-- TEXTE EXTRAIT --
Au commencement de l'humain, il y a le voir.

Je dis voir, pour la beauté de la formule. Il faut comprendre perce-voir, par tous nos sens : voir, entendre, sentir, goûter, toucher.

L'enfant qui naît perçoit le monde qui l'entoure. Au commencement il y a des formes, des espaces, des bruits, des matières, des odeurs, des mouvements, de la vie. L'homme d'abord voit, ou sent, la terre, le ciel, les animaux, les végétaux, le froid, le chaud, l'eau, le feu. La vie, la maladie, la mort. Et les autres hommes.

Très vite il ne se contente pas de voir : il veut savoir.

Savoir

Savoir d'abord pour combattre la peur - presque tout ce que l'homme voit est, d'une manière ou d'une autre, effrayant.

Mais ce n'est pas seulement l'effroi. L'homme devine qu'il y a, derrière l'apparence de ce qu'il voit, quelque chose qu'il ne voit pas, et il désire voir ce qu'il ne voit pas. Il désire voir ça, il désire savoir.

-- CONSIGNE --
Mettez à jour tout ce qui va de « Je dis voir, pour » jusqu'à « il veut savoir. » dans l'extrait sur le voir et le savoir, en remplaçant « les animaux » par « les bêtes ».

Entrées enregistrées
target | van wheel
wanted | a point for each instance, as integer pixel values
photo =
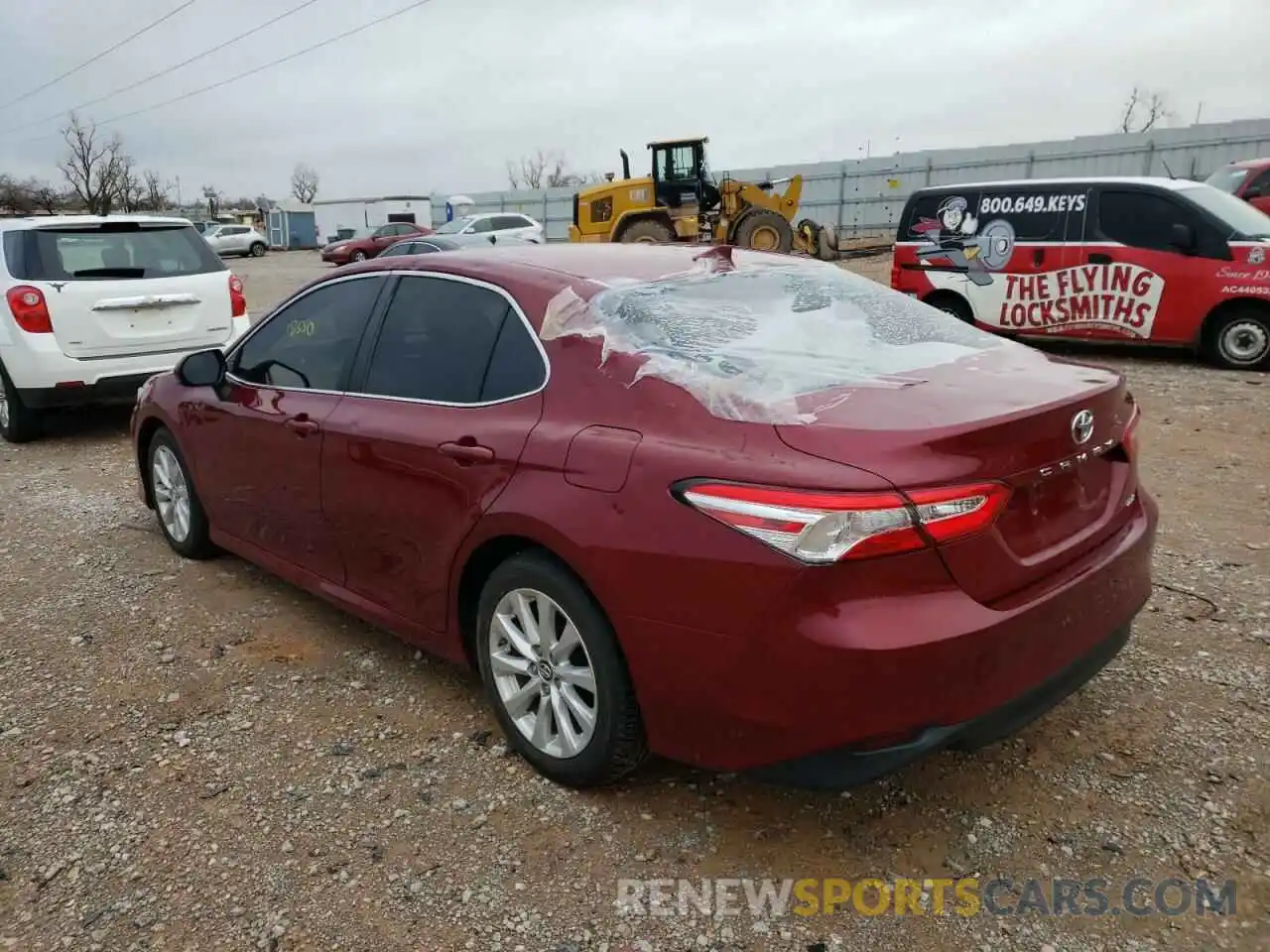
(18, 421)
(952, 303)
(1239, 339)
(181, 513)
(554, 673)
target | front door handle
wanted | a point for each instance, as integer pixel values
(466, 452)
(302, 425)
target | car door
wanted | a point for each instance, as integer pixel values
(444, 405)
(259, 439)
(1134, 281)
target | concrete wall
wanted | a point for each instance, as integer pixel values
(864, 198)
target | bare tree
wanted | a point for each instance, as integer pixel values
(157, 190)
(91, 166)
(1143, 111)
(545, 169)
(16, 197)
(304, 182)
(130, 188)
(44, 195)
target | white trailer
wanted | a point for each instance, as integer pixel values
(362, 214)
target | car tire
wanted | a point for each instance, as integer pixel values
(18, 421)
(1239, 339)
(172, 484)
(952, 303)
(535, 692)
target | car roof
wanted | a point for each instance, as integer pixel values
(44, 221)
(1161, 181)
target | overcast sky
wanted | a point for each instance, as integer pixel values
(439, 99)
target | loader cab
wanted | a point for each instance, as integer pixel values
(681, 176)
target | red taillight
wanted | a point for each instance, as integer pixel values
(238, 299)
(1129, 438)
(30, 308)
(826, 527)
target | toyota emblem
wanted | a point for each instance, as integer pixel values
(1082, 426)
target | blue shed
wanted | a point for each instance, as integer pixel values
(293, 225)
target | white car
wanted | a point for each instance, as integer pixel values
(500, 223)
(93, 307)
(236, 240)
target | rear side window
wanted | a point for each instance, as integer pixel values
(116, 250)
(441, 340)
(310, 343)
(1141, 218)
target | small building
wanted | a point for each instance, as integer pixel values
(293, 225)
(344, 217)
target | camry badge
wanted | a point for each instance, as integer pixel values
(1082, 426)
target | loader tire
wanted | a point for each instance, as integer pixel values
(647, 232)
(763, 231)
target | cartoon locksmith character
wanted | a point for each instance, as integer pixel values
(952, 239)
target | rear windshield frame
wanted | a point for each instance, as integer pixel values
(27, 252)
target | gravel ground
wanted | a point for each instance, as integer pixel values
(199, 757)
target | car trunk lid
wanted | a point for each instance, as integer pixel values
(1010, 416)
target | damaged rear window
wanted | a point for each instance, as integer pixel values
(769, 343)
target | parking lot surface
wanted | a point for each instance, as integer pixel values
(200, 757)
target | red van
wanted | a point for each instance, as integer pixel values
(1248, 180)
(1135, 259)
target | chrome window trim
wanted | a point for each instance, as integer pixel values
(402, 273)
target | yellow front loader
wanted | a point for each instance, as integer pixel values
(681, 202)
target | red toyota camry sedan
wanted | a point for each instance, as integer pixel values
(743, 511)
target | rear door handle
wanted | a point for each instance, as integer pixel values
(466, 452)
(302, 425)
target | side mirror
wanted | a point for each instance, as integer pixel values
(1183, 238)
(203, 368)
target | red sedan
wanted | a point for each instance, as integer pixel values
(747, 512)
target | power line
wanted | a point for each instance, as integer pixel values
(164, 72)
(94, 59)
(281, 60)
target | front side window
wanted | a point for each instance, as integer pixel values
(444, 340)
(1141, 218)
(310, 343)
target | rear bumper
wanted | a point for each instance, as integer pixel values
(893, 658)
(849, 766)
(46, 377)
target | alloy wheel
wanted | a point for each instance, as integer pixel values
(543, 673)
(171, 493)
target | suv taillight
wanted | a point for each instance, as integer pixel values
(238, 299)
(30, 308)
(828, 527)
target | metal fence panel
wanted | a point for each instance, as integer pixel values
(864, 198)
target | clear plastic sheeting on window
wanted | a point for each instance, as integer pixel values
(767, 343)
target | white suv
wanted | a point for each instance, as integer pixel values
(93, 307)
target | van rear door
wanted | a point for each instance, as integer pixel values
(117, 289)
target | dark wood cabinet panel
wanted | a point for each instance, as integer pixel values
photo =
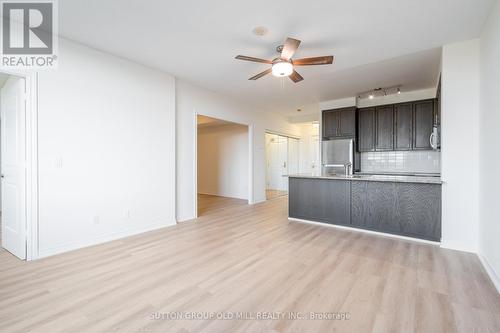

-- ZONE DE RÉPONSE --
Je dis voir, pour la beauté de la formule. Il faut comprendre perce-voir, par tous nos sens : voir, entendre, sentir, goûter, toucher.

L'enfant qui naît perçoit le monde qui l'entoure. Au commencement il y a des formes, des espaces, des bruits, des matières, des odeurs, des mouvements, de la vie. L'homme d'abord voit, ou sent, la terre, le ciel, les bêtes, les végétaux, le froid, le chaud, l'eau, le feu. La vie, la maladie, la mort. Et les autres hommes.

Très vite il ne se contente pas de voir : il veut savoir.